• _Work task_: This task is to restate all of the entries exactly.

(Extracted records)
• • • •

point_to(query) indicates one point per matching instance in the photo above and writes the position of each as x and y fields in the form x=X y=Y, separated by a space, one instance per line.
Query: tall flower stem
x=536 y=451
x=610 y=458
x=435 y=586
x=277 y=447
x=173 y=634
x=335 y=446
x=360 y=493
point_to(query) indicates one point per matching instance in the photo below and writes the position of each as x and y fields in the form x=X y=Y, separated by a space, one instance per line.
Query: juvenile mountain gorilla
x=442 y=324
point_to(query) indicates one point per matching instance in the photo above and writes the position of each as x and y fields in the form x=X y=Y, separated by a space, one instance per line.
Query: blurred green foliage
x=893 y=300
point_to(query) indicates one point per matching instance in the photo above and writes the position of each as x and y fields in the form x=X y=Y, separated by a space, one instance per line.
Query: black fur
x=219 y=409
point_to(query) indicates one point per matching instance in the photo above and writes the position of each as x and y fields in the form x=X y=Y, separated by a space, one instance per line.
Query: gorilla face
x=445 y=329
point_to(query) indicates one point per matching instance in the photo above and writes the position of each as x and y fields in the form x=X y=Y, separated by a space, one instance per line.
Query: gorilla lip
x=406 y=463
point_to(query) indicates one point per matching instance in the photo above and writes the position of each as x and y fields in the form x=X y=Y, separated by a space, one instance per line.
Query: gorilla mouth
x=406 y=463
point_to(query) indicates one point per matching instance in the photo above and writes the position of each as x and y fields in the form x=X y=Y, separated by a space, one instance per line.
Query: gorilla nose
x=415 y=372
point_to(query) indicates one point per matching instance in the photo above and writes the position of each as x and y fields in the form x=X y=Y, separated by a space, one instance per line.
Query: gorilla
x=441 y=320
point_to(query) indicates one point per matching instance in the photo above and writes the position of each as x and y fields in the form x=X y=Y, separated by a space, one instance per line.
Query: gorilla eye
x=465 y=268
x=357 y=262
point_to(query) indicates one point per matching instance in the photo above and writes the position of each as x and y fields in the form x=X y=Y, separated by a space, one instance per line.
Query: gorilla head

• • • •

• _Solution to this problem_:
point_to(query) indicates one point per matching instance in the photo above and writes the position of each as x and y fields in the form x=X y=Y, separated by a space, one instance per line.
Query: tall flower stem
x=536 y=451
x=610 y=458
x=435 y=586
x=277 y=447
x=173 y=634
x=335 y=446
x=360 y=493
point_to(query) indicates one point per matching instance in the photo below and writes the position of each as x and y fields in the form x=X y=Y, separated by a space, one instance per line.
Query: juvenile mountain gorilla
x=442 y=324
point_to(query) indicates one point per matching instance in the photo above and writes the position of each as x and y fields in the form x=X y=Y, separated by a space, one instance per line.
Query: blurred green foliage
x=893 y=300
point_to(query) indicates one point per matching instance in the photo above and writes the position of each as x and y fields in the form x=X y=Y, separated by a space, one instance per line.
Query: black fur
x=219 y=409
point_to(query) indicates one point per matching instance in the photo above and writes the position of each as x and y fields in the form x=X y=Y, separated by a space, one instance per line.
Query: gorilla face
x=445 y=329
point_to(query) indicates one point per matching instance in the photo above and writes the position of each as x and y fields in the form x=X y=Y, separated by a space, one instance per line.
Query: gorilla lip
x=406 y=463
point_to(query) indicates one point per matching instance in the photo above and writes the position of each as x and y fields in the form x=X y=Y, separated by a space, one instance per line.
Query: gorilla mouth
x=406 y=463
point_to(query) indicates one point per matching instance in the photo above and writes the position of each as x and y fields in the form x=X y=Y, separated by a space, one instance per line.
Query: gorilla nose
x=415 y=372
point_to(query) indicates one point per matching instance in the photo above and writes the position of each as x and y fields in the form x=X y=Y, separated by a space, one instance per line.
Query: gorilla
x=441 y=320
point_to(query) indicates one point per matching instance in the photo above and writes the position of each as x and y fields in the form x=X y=Y, separated by a space, one instance per line.
Query: gorilla eye
x=465 y=268
x=357 y=262
point_to(query) indicates one point per matching instance in the photo above and writes the position of each as x and y fields in the form x=X y=Y, separated by a space, one instance per line.
Query: gorilla head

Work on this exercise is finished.